▼

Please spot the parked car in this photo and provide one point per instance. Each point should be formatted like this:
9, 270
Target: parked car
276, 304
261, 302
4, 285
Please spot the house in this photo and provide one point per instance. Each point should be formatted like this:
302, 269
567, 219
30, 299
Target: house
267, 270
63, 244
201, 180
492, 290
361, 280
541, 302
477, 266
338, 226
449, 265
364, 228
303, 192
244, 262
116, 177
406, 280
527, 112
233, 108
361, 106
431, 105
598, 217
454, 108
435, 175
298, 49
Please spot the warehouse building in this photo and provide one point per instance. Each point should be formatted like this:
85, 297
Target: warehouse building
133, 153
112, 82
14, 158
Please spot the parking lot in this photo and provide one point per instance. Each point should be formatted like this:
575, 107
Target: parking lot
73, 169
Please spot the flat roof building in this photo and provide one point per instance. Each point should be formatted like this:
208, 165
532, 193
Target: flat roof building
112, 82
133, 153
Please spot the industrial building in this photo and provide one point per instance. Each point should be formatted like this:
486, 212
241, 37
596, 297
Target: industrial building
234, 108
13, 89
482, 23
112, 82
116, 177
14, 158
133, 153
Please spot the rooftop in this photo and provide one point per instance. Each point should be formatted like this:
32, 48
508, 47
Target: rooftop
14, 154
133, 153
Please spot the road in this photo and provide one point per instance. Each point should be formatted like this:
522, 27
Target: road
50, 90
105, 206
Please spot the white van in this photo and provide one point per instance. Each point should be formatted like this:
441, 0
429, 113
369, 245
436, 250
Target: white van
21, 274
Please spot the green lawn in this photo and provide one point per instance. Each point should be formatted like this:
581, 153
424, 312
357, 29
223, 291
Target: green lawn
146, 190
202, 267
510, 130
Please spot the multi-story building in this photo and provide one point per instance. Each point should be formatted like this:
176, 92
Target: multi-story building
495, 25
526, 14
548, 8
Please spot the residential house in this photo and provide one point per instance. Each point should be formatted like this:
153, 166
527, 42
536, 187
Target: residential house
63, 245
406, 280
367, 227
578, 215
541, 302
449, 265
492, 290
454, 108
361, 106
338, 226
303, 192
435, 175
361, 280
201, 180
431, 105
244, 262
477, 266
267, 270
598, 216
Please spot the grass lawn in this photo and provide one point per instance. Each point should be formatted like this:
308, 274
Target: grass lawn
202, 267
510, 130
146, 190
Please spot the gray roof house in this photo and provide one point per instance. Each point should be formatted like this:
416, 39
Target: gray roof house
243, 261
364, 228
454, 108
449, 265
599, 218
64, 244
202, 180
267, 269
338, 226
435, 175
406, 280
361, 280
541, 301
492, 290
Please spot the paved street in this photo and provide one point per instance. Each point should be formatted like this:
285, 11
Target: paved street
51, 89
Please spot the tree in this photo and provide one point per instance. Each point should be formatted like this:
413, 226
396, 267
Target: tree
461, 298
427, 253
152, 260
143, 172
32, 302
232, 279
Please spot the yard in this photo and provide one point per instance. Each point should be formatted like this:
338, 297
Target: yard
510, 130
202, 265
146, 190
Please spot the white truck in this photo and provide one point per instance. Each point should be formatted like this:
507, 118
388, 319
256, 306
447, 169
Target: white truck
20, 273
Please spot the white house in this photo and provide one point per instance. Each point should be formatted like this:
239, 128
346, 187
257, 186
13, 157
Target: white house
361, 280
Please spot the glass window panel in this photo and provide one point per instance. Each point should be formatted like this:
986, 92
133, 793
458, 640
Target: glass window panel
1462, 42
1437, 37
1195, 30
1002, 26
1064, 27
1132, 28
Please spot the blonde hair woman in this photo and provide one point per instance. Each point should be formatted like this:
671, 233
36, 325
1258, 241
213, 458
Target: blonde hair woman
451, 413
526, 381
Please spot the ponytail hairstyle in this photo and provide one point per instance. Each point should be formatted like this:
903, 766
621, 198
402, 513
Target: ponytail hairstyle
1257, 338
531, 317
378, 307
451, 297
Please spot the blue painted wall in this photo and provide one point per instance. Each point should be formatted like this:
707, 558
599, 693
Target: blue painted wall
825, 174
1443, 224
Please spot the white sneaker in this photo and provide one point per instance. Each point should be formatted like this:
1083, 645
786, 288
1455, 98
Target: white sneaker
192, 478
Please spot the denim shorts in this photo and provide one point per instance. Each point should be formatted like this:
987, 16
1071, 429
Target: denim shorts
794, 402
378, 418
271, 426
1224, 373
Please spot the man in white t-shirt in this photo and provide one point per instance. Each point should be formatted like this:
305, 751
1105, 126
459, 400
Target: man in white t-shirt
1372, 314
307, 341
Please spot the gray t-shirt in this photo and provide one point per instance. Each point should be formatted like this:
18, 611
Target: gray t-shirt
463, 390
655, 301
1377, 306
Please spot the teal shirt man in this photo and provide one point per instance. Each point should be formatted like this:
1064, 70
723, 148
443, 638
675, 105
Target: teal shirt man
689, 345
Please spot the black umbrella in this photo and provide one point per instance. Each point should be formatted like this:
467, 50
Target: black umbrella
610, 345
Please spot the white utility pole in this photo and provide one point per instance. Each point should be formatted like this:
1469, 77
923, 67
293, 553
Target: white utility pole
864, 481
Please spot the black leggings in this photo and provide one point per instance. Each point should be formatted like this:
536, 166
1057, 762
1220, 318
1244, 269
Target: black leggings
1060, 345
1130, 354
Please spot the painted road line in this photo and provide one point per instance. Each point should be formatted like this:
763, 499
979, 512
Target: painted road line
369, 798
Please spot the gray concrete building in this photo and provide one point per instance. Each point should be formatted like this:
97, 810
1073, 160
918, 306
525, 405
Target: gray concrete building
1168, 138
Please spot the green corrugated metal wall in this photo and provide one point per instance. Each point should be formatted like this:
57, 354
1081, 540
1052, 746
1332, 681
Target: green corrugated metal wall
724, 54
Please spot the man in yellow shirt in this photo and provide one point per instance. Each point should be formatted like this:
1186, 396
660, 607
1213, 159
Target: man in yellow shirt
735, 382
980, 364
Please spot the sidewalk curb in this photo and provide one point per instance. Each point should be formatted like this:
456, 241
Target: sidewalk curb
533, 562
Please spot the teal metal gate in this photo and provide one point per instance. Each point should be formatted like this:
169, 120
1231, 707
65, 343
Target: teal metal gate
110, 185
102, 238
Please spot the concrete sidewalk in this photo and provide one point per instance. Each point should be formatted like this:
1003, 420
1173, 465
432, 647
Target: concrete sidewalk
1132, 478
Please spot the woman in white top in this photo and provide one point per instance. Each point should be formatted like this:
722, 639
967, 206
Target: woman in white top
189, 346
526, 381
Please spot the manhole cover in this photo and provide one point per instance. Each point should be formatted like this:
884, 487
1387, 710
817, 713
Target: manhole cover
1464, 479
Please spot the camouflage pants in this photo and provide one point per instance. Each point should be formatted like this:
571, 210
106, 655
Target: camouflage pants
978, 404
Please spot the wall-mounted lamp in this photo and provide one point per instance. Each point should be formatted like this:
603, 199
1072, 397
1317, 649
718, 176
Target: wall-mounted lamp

▲

• **TASK BRIEF**: Recast the rows from the line containing "Please spot the woman" through the end of the rows, both included, as a JSON list of strings with one string per line and no blank lines.

• **ANSWER**:
[
  "Please spot the woman in white top in this photo and provide one point per instance. Each point should be formatted like this:",
  "722, 639",
  "967, 206",
  "Target: woman in white top",
  "189, 346",
  "526, 381",
  "Please spot the manhole cover in this photo and provide one point per instance. Each point should be formatted like this:",
  "884, 487",
  "1387, 710",
  "817, 713",
  "Target: manhole cover",
  "1464, 479",
  "Please spot the camouflage pants in this photo and provide one point per instance. Each point should be formatted like this:",
  "571, 210",
  "106, 655",
  "Target: camouflage pants",
  "978, 404",
  "Please spot the wall-mounted lamp in this photo and provide one point per instance. Each point should be formatted like this:",
  "603, 199",
  "1072, 397",
  "1317, 649",
  "718, 176",
  "Target: wall-mounted lamp"
]